___ SUPPLIED PASSAGE
Sliding vane compressor and exhaust structure thereof

Abstract

Disclosed are a sliding vane compressor and an exhaust structure thereof. The exhaust structure of the sliding vane compressor includes: an exhaust hole, the exhaust hole being formed in a flange of the sliding vane compressor and being in communication with a compression cavity of a cylinder of the sliding vane compressor; a guide channel, the guide channel being formed on the flange and penetrating through the flange; and an exhaust channel, the exhaust channel being formed on an eccentric circle of the sliding vane compressor, and the exhaust channel being used for communicating the compression cavity with the guide channel using the rotation of the eccentric circle. The sliding vane compressor and the exhaust structure thereof have a small exhaust loss, thereby effectively reducing the power consumption and the production and manufacturing costs of the sliding vane compressor.

Description

CROSS-REFERENCE TO RELATED APPLICATIONS

This application is the United States national phase of International Application No. PCT/CN2015/088304 filed Aug. 27, 2015, and claims priority to Chinese Patent Application No. 201510044276.4 filed Jan. 28, 2015, the disclosures of which are hereby incorporated in their entirety by reference.

FIELD OF THE INVENTION

The present application relates to the field of air conditioners, and more particularly, to a sliding vane compressor and an exhaust structure thereof.
______
___ DATA ENTRIES
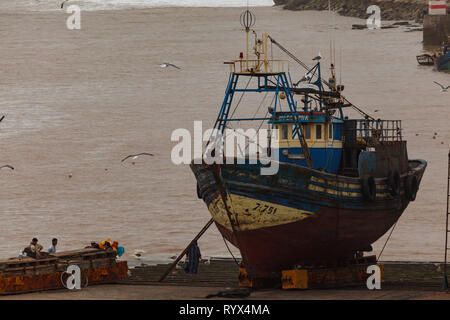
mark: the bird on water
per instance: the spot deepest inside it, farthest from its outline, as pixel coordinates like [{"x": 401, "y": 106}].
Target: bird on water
[
  {"x": 167, "y": 64},
  {"x": 443, "y": 89},
  {"x": 135, "y": 156}
]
______
> [CHALLENGE 1]
Name the parts that make up the exhaust structure in the sliding vane compressor patent text.
> [CHALLENGE 2]
Extend the sliding vane compressor patent text by writing what comes after its final sentence.

> [EXPECTED ANSWER 1]
exhaust hole
guide channel
exhaust channel

> [EXPECTED ANSWER 2]
BACKGROUND OF THE INVENTION

Referring to FIGS. 1 and 2, most of current sliding vane compressors are provided with a cylinder 1 side exhaust structure. In order to ensure the normal use of various working conditions, besides usually providing an exhaust port 2 and an exhaust valve disc at a compression ending position, an intermediate exhaust port 4 is also provided at a middle position of a compression cavity 3. Further, an exhaust valve disc (also referred to as a pressure relief valve) is also provided to prevent overpressure in a low load working condition. At the same time, due to structural constraints, the sliding vane compressor side exhaust has a smaller effective area but a larger exhaust resistance and loss, consequently a lower energy efficiency. In addition, due to a large clearance volume existing in the exhaust port 2, the remaining gas cannot be discharged from a bump body of the sliding vane compressor. As the sliding vane continues to rotate, the remaining high pressure gas expands to a lower pressure chamber therebehind, which needs to repeat the compression, thereby wasting power consumption of the sliding vane compressor.

SUMMARY OF THE INVENTION

A main objective of the present application is to provide a sliding vane compressor and an exhaust structure thereof, which could reduce production cost of sliding vane compressors and reduce exhaust loss thereof.

In order to achieve the above objective, according to an aspect of the present application, there is provided an exhaust structure of a sliding vane compressor, comprising: a vent hole provided on a flange of the sliding vane compressor and in communication with a compression cavity of an air cylinder of the sliding vane compressor; a guiding passage provided on the flange and through the flange; and an exhaust passage provided on an eccentric circle of the sliding vane compressor, the exhaust passage being for communicating the compression cavity and the guiding passage with rotation of the eccentric circle.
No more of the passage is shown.